No requerimento de interposição de recurso, o recorrente disse pretender que este Tribunal apreciasse a constitucionalidade das seguintes normas:
(a). a do artigo 4º do Código de Justiça Militar;
(b). a do artigo 79º, n.º 1, alínea a), do mesmo Código;
(c). as dos artigos 24º, 25º, 26º, 27º, 28º e seguintes até 52º, do mencionado Código - recte, 'todo o sistema de penas previsto no capítulo III do título I do referido Código'; e
(d). as dos artigos 24º, n.º 1, alínea b), 26º, alínea 4ª, e 30º, n.º 1, do mesmo Código. Neste Tribunal, o recorrente, no que aqui importa, concluiu assim as suas alegações:
1. As normas sobre suspensão da execução da pena do Código Penal são aplicáveis ao direito penal militar.
2. O condenado em direito penal militar que preencha os pressupostos de facto para a suspensão da pena que não venha a ser decretada em virtude da interpretação dada ao artigo 4º do Código de Justiça Militar, encontra-se numa situação de desigualdade em comparação com outro condenado por prática de crime de direito penal comum, pois tanto aquele, assim como a sua família são obrigados a sofrer o ónus resultantes da prisão efectiva quando em comparação com este.
3. É inconstitucional, por violação do princípio da igualdade previsto no artigo
13º da Constituição da República Portuguesa, a interpretação dada ao artigo 4º do Código de Justiça Militar (por lapso, escreveu-se RDM), com o sentido que não são aplicáveis ao direito penal militar as normas previstas no artigo 48º do Código Penal relativas à suspensão da execução da pena (hoje, é o artigo 50º).

Material guardado:

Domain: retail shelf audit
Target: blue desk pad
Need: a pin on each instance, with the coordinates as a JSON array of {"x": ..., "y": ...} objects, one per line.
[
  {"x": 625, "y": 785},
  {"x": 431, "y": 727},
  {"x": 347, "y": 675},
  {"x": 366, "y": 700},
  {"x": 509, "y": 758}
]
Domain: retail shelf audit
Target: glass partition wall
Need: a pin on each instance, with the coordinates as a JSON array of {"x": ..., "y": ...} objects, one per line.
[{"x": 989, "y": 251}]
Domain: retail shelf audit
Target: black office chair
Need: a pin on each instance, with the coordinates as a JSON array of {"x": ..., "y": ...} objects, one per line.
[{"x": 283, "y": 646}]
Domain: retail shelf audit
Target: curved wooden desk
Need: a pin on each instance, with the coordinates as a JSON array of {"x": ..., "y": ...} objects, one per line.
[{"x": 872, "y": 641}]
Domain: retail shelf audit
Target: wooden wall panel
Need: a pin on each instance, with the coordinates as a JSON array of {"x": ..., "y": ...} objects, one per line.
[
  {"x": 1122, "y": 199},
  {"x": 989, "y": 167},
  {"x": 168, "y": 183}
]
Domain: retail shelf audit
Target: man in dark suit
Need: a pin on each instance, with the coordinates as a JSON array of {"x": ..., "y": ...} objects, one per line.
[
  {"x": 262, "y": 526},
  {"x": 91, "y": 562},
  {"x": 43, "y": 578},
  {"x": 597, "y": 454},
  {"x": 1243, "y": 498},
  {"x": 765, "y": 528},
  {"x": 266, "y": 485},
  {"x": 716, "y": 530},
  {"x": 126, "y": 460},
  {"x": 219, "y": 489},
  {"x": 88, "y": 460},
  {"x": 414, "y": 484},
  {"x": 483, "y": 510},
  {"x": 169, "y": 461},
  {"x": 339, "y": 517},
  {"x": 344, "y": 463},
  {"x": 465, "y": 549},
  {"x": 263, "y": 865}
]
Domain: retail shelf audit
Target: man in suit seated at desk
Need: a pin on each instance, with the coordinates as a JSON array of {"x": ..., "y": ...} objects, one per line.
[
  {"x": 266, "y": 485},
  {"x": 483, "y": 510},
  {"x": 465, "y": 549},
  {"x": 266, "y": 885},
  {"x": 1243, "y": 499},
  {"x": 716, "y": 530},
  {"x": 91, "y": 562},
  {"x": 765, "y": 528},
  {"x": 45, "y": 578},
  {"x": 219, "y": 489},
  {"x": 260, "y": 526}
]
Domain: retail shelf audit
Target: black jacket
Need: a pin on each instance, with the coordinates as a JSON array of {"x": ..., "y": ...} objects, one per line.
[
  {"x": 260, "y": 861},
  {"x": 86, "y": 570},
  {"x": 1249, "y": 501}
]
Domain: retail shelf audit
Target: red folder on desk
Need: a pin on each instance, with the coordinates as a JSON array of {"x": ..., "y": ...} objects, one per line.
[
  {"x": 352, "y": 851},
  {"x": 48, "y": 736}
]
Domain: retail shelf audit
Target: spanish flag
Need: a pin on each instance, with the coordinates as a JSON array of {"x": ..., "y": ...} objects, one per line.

O que se pede:
(A) Resuma em duas frases o texto sobre o recurso de constitucionalidade relativo ao Código de Justiça Militar.
(B) Prossiga o texto sobre o recurso de constitucionalidade relativo ao Código de Justiça Militar a partir do ponto em que termina.

Respostas por ordem:
(A) O recorrente pediu ao Tribunal que apreciasse a constitucionalidade de várias normas do Código de Justiça Militar, entre elas a do artigo 4º, a do artigo 79º, n.º 1, alínea a), e todo o sistema de penas previsto no capítulo III do título I desse Código. Nas alegações, concluiu que as normas do Código Penal sobre suspensão da execução da pena se aplicam ao direito penal militar e que é inconstitucional, por violação do princípio da igualdade do artigo 13º da Constituição, a interpretação do artigo 4º do Código de Justiça Militar segundo a qual essas normas não se aplicam ao direito penal militar.

(B)
4. Os condenados por cometimento de crime essencialmente militar, caso se aceite que, preenchidos os pressupostos de facto para a suspensão da pena, esta não pode ser decretada ex lege em virtude de o direito penal militar o não admitir, e por motivo de tal interpretação, estão sujeitos a restrições para além do necessário para salvaguardar outros direitos ou interesses legítimos da instituição militar, nomeadamente a disciplina.
5. Em conformidade com a interpretação dada acima, o artigo 4º do Código de Justiça Militar também infringe o disposto no artigo 18º, n.º 2, da Constituição da República.
6. O artigo 79º, n.º 1, alínea a), do Código de Justiça Militar sanciona o crime de ameaças com intenção de criar medo com uma pena mínima e máxima várias vezes mais gravosa do que o correspondente artigo 155º, nºs 1 e 2, do Código Penal
(erradamente, nas conclusões, escreveu-se artigo 115º, nºs 1 e 2), não se descortinando nem na sua letra nem nos valores protegidos razão bastante para tal discrepância.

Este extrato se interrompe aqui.